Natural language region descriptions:

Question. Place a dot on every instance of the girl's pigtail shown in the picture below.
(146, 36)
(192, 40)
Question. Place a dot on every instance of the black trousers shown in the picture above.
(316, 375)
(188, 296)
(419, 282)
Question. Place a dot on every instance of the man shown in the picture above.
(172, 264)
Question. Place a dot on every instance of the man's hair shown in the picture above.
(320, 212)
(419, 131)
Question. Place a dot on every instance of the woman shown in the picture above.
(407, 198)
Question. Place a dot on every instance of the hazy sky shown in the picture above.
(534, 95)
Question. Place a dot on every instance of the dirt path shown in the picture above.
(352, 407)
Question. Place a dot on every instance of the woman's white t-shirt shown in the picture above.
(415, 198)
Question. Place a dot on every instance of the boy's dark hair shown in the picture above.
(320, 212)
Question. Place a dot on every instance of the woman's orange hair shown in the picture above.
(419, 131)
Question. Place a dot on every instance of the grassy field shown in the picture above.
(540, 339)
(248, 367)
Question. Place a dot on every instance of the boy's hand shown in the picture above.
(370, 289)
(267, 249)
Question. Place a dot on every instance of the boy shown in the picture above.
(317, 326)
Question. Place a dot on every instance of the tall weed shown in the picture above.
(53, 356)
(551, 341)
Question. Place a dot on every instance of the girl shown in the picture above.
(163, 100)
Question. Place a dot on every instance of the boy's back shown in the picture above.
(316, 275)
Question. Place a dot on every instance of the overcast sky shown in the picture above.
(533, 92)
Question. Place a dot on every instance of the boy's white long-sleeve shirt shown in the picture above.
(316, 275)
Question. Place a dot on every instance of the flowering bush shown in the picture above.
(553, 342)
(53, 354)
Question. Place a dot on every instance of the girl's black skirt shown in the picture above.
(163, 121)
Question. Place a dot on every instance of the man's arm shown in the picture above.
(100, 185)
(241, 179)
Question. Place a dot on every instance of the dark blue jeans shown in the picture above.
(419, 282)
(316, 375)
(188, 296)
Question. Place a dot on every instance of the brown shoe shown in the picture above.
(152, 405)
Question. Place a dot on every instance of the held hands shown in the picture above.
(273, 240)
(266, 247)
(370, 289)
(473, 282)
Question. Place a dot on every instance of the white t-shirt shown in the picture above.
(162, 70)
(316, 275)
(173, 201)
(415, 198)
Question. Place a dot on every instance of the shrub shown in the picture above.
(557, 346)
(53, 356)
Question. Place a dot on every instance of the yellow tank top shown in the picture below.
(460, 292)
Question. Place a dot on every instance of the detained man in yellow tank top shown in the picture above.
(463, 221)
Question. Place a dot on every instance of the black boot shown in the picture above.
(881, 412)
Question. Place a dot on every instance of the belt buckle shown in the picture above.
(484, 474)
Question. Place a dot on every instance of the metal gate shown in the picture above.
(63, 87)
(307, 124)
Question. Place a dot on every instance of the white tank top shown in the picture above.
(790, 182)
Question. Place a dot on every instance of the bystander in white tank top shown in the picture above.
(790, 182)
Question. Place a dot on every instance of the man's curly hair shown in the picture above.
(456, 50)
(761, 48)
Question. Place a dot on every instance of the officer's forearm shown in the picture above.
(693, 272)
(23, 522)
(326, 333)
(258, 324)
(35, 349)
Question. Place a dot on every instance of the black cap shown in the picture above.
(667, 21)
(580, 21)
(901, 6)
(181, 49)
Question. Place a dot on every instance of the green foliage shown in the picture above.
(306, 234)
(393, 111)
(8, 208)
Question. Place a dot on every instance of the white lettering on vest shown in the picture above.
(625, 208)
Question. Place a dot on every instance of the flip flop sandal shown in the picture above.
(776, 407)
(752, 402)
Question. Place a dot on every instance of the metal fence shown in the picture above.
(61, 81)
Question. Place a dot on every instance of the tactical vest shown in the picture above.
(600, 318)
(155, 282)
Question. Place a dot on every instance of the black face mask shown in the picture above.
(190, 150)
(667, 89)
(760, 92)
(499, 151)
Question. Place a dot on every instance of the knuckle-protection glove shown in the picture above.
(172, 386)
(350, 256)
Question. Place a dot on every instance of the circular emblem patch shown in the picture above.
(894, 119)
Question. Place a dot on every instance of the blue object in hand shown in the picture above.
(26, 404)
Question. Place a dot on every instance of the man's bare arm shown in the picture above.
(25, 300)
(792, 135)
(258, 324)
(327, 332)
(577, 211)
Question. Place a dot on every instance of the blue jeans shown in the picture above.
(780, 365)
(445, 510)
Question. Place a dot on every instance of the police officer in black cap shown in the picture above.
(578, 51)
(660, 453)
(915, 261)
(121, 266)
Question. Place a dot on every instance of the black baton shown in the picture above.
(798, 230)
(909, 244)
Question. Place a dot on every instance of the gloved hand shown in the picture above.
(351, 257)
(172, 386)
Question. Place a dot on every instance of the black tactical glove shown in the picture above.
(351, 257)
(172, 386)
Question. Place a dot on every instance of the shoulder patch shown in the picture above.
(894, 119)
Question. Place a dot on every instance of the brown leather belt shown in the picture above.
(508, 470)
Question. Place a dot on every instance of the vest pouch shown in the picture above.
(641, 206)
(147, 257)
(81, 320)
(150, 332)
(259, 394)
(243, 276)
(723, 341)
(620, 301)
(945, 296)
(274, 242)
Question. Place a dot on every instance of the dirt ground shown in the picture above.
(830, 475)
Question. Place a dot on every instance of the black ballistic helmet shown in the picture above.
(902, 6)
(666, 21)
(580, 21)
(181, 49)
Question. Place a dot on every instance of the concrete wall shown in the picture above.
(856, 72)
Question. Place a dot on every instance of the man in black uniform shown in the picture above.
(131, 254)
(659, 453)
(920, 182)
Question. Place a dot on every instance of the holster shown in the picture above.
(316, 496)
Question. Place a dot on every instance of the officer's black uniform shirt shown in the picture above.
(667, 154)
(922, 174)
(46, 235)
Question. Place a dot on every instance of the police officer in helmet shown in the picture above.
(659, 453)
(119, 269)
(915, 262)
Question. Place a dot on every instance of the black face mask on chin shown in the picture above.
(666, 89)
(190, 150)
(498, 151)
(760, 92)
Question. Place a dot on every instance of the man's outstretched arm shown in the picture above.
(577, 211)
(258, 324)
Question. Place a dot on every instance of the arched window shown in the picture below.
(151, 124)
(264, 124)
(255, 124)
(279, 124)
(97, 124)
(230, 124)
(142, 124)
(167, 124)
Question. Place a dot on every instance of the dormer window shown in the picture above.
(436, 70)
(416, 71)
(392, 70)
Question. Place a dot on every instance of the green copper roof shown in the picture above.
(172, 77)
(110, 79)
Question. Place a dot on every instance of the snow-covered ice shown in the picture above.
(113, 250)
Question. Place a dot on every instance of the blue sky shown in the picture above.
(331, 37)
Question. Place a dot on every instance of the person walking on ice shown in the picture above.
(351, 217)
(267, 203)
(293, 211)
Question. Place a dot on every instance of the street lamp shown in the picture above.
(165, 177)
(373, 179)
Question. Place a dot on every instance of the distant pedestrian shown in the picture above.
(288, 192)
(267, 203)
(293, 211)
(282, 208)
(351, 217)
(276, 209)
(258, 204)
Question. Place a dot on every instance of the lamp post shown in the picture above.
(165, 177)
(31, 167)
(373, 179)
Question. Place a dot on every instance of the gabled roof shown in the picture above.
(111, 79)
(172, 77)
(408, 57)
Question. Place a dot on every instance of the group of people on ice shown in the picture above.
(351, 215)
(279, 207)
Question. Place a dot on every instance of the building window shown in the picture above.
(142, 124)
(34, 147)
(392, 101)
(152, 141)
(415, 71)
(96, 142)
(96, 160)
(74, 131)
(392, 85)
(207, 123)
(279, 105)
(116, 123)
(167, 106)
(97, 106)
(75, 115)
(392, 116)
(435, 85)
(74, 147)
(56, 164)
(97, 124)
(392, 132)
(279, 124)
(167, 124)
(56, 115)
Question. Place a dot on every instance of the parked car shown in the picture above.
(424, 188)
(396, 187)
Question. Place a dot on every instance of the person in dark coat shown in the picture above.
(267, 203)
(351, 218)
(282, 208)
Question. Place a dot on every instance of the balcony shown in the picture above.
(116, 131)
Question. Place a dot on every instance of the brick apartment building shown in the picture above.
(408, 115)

## Exercise instructions
Starting at the line that holds "Question. Place a dot on every instance of the snow-covered", retype each line exactly through the end of the entries, both ends included.

## Result for this task
Question. Place a dot on every instance of the snow-covered ice shown in the picture above.
(113, 250)
Question. Place a dot on every instance of the blue sky shown in the picture above.
(331, 37)
Question. Place a dot on every instance of the person walking on ice shown in the picture above.
(351, 217)
(267, 203)
(293, 211)
Question. Place a dot on every instance of the street lamp shown in the picture above.
(165, 177)
(373, 179)
Question. Place a dot on every instance of the distant pedestrian shown in the picture above.
(288, 192)
(267, 203)
(293, 211)
(282, 208)
(351, 217)
(276, 209)
(258, 204)
Question. Place a dot on every instance of the lamp post shown in the picture above.
(165, 177)
(31, 167)
(373, 179)
Question. Place a dot on every instance of the gabled roof shown in the picture above.
(111, 79)
(172, 77)
(408, 57)
Question. Place a dot on every instance of the group of people on ice shown in the picture above.
(351, 215)
(279, 207)
Question. Place a dot on every instance of the building window shown in the picture above.
(142, 124)
(34, 147)
(392, 101)
(152, 141)
(415, 71)
(96, 142)
(96, 160)
(74, 131)
(392, 85)
(207, 123)
(279, 105)
(116, 123)
(167, 106)
(97, 106)
(75, 115)
(392, 116)
(435, 85)
(74, 147)
(56, 164)
(97, 124)
(392, 132)
(279, 124)
(167, 124)
(56, 115)
Question. Place a dot on every instance of the parked car shown in the picture above.
(424, 188)
(396, 187)
Question. Place a dot on every instance of the person in dark coat shown in the picture above.
(267, 203)
(351, 218)
(282, 208)
Question. Place a dot on every instance of the balcony shown in the picture above.
(116, 131)
Question. Place a dot on every instance of the brick apartment building shown in the picture above.
(408, 115)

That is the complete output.